Задание 1 ▸ Перепишите целиком фрагмент о политических мифах тоталитарного государства, ничего в нём не изменяя.

Фрагмент текста ▸
■ ■ ■ ■ ■ ■ ■

Мифологема о сотворении мира. («Мы наш, мы новый мир построим, кто был никем, тот станет всем»).
Солярные мифы, построенные на аналогии солнечного совершенства («И солнце свободы взойдёт над нашей страной»).
Тоталитарные мифы не подлежали критике и носили характер религиозно-революционных символов, на их основе давалось рациональное объяснение всех общественных событий, а идеология носила обязательный для всех характер и была проникнута патерналистским духом, покровительственным отношением вождей, постигших социальную истину к непросвещённым массам. Тоталитарный мир стремился не просто к знакам, а к суперзнакам. Это воплощалось в действиях. Глава государства И.В. Сталин, обосновывая принятый курс на резкое усиление темпов роста, утверждал: «Мы отстали от передовых стран на 50—100 лет. Мы можем пробежать это расстояние в 10 лет. Либо мы сделаем это, либо нас сомнут»6. Мифы в тоталитарном государстве являлись условием искусственно ограниченного информационного поля, а процесс создания политического мифа совмещал в себе два аспекта: взгляд из прошлого или в прошлое (диахронический аспект) и средство объяснения настоящего (синхронический аспект). Например, все достижения советского государства сравнивались только с данными статистики 1913 г.

■ ■ ■ ■ ■ ■ ■

Данные для обработки ▸

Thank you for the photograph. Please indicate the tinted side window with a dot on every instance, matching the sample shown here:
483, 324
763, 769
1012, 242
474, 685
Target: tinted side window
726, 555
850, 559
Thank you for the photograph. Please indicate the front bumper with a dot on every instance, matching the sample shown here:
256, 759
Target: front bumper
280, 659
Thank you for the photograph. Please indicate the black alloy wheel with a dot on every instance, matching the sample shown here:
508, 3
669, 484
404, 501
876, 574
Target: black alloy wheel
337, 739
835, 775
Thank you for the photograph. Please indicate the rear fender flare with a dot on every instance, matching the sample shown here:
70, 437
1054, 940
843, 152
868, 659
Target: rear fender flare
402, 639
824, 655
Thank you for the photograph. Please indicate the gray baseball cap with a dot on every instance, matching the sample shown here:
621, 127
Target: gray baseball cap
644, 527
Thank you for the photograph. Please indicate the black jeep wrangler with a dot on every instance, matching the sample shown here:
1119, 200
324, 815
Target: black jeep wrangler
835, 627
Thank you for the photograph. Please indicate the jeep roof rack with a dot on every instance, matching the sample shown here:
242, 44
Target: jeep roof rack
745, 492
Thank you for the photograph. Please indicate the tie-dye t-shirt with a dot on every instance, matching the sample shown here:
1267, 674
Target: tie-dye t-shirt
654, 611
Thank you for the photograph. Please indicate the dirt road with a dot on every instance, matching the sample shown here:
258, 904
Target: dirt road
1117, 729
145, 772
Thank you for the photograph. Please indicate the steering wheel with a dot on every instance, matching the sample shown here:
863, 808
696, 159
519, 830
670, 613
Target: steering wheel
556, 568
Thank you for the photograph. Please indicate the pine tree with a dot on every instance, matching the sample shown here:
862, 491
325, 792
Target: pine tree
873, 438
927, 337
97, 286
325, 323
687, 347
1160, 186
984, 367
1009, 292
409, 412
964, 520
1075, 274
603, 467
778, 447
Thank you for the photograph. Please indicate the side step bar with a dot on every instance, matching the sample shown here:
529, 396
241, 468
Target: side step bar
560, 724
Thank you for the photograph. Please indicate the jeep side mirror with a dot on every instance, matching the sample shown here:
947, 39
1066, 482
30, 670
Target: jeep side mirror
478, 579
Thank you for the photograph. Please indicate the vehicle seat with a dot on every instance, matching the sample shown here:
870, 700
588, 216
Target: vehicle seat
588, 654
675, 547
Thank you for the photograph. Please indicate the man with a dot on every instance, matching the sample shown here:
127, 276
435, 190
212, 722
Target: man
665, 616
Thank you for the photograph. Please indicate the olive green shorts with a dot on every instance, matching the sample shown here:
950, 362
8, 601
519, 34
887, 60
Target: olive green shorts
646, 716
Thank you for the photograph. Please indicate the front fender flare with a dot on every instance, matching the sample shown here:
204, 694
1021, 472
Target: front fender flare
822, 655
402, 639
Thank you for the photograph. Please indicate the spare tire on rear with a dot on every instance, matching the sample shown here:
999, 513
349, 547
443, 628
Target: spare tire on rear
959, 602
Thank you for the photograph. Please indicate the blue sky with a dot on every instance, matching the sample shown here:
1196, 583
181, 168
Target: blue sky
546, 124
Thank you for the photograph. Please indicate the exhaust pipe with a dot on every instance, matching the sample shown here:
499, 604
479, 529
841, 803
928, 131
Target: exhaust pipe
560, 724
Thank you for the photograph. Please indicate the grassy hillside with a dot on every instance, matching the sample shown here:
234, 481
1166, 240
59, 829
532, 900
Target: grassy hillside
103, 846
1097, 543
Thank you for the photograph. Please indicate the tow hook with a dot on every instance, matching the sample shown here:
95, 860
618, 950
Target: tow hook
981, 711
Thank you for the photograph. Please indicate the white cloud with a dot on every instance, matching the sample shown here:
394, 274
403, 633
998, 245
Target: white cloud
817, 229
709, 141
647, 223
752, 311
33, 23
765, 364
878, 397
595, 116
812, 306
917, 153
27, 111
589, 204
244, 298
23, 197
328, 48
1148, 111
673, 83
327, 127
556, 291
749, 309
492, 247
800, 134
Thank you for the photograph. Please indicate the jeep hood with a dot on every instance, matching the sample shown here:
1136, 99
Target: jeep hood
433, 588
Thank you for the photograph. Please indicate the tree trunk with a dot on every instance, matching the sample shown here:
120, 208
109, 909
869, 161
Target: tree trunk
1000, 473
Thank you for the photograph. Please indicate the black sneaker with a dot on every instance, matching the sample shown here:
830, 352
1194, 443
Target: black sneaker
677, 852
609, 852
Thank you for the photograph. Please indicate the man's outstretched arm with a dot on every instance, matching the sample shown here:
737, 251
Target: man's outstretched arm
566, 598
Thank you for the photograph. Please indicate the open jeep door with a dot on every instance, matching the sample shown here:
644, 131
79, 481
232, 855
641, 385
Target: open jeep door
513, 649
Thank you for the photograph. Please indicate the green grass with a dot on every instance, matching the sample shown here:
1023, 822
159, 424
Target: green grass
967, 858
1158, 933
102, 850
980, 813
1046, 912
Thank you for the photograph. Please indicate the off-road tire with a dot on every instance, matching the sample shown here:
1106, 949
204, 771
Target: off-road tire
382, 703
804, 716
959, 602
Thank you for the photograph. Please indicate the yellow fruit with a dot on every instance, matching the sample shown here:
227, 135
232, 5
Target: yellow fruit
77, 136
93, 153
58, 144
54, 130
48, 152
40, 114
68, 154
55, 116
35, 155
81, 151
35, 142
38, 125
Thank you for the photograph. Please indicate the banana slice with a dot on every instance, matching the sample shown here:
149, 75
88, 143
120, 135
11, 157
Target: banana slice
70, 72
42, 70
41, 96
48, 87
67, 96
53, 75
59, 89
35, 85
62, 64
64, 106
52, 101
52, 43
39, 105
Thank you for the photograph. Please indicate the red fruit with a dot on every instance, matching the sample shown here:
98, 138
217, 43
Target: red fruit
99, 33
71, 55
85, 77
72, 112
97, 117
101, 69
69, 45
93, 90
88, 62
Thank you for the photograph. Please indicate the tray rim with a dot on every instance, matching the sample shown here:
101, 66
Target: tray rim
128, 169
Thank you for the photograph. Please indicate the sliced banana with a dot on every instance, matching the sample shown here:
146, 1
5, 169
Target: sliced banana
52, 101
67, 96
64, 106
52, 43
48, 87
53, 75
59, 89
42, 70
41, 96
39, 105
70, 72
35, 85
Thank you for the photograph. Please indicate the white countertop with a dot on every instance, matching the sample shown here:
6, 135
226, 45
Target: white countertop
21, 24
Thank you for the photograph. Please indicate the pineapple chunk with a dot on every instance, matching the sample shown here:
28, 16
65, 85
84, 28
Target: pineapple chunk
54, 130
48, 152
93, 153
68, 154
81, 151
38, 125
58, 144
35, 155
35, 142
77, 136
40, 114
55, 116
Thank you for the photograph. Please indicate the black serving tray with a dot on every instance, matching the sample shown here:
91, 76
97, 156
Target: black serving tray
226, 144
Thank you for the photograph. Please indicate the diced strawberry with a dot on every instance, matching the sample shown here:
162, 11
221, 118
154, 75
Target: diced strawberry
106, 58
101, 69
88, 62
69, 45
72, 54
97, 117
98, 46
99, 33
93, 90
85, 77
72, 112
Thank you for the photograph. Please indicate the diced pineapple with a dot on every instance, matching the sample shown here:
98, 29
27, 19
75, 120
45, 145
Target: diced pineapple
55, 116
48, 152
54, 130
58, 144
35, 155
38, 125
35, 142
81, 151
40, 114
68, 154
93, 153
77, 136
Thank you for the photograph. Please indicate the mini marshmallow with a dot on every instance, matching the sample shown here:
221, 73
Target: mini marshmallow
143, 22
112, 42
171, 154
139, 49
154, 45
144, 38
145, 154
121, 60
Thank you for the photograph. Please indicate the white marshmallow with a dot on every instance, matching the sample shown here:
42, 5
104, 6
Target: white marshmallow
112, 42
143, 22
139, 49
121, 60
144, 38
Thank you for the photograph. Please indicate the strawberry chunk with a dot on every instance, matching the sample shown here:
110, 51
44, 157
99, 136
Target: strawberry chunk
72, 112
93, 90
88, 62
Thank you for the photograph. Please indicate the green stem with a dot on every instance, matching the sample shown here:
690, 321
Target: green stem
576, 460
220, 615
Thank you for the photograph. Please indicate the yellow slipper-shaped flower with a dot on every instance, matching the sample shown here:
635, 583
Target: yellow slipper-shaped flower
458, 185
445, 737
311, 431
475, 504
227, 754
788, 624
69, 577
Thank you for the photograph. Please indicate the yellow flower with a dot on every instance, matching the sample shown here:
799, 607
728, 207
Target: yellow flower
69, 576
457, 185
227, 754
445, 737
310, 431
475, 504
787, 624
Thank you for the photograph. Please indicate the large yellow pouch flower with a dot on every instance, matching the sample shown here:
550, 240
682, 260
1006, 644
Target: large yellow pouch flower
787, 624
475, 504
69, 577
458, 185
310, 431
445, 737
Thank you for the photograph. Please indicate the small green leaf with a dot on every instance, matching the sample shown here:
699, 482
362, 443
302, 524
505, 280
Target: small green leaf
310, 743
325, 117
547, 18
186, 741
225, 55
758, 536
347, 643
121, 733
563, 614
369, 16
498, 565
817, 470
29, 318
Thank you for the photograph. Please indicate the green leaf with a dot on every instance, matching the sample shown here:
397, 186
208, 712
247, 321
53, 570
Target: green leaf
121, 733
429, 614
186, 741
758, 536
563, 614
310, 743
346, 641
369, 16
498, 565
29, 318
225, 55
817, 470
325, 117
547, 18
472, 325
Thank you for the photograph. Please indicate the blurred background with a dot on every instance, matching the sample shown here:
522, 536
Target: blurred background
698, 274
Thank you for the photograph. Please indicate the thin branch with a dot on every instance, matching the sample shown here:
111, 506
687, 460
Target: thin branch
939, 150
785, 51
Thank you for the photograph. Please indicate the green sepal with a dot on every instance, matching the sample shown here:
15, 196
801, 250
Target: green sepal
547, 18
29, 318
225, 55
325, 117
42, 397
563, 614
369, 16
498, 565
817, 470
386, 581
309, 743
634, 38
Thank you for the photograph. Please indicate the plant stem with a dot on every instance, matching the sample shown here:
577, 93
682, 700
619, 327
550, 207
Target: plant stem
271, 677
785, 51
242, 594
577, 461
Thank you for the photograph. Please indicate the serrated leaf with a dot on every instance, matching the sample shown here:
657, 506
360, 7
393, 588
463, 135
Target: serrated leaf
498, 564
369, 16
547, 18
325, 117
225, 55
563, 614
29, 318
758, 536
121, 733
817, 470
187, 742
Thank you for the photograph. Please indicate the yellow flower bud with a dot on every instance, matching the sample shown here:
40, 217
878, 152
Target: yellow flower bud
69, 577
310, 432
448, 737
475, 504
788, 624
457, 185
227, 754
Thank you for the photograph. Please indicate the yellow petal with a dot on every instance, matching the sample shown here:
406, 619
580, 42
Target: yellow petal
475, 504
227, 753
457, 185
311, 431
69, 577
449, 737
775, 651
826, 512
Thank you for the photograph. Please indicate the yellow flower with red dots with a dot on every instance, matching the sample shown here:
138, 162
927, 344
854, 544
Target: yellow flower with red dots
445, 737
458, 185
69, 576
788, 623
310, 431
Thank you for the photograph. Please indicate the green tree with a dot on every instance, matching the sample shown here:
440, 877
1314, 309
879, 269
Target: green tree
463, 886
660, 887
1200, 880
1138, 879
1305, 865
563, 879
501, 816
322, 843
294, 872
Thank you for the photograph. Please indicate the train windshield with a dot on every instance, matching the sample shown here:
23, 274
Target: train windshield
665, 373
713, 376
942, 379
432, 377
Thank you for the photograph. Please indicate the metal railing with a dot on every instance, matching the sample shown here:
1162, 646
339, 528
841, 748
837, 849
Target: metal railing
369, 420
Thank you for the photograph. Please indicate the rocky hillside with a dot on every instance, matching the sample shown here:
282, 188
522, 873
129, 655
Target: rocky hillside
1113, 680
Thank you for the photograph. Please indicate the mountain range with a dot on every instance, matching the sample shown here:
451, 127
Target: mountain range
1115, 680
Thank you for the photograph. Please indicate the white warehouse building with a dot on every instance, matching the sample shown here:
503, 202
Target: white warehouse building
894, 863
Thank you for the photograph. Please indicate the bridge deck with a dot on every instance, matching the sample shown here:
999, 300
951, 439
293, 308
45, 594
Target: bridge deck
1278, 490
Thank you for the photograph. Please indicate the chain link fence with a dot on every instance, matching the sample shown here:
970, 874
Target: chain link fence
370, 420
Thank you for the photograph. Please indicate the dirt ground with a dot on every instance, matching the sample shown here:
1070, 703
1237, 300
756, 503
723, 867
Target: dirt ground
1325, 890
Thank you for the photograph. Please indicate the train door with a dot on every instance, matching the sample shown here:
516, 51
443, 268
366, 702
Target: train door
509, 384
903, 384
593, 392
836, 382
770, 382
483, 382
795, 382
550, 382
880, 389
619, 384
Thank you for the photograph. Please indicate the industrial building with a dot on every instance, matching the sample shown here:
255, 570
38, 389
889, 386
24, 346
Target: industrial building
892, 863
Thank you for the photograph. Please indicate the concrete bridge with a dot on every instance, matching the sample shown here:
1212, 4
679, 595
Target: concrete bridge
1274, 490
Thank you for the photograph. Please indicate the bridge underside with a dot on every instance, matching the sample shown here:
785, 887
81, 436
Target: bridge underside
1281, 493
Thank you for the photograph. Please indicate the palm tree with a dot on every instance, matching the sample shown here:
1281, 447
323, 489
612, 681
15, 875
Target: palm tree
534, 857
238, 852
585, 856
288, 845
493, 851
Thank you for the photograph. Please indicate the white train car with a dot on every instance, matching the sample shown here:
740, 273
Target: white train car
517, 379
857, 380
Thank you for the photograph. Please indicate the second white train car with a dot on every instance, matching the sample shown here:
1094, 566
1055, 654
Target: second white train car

■ ■ ■ ■ ■ ■ ■

Задание 2 ▸ Воспроизведите записи, начиная со строки, в которой стоит «Thank you for the photograph. Please indicate the white train», и заканчивая последней строкой записей, сохранив все строки. Каждое число в координатах точек-ответов увеличьте на 139, остальные числа оставьте прежними.

Ответ к упражнению 1 ▸
Мифологема о сотворении мира. («Мы наш, мы новый мир построим, кто был никем, тот станет всем»).
Солярные мифы, построенные на аналогии солнечного совершенства («И солнце свободы взойдёт над нашей страной»).
Тоталитарные мифы не подлежали критике и носили характер религиозно-революционных символов, на их основе давалось рациональное объяснение всех общественных событий, а идеология носила обязательный для всех характер и была проникнута патерналистским духом, покровительственным отношением вождей, постигших социальную истину к непросвещённым массам. Тоталитарный мир стремился не просто к знакам, а к суперзнакам. Это воплощалось в действиях. Глава государства И.В. Сталин, обосновывая принятый курс на резкое усиление темпов роста, утверждал: «Мы отстали от передовых стран на 50—100 лет. Мы можем пробежать это расстояние в 10 лет. Либо мы сделаем это, либо нас сомнут»6. Мифы в тоталитарном государстве являлись условием искусственно ограниченного информационного поля, а процесс создания политического мифа совмещал в себе два аспекта: взгляд из прошлого или в прошлое (диахронический аспект) и средство объяснения настоящего (синхронический аспект). Например, все достижения советского государства сравнивались только с данными статистики 1913 г.

Ответ к упражнению 2 ▸
Thank you for the photograph. Please indicate the white train car with a dot on every instance, matching the sample shown here:
740, 273
Target: white train car
656, 518
996, 519
Thank you for the photograph. Please indicate the second white train car with a dot on every instance, matching the sample shown here:
1094, 566
1055, 654
Target: second white train car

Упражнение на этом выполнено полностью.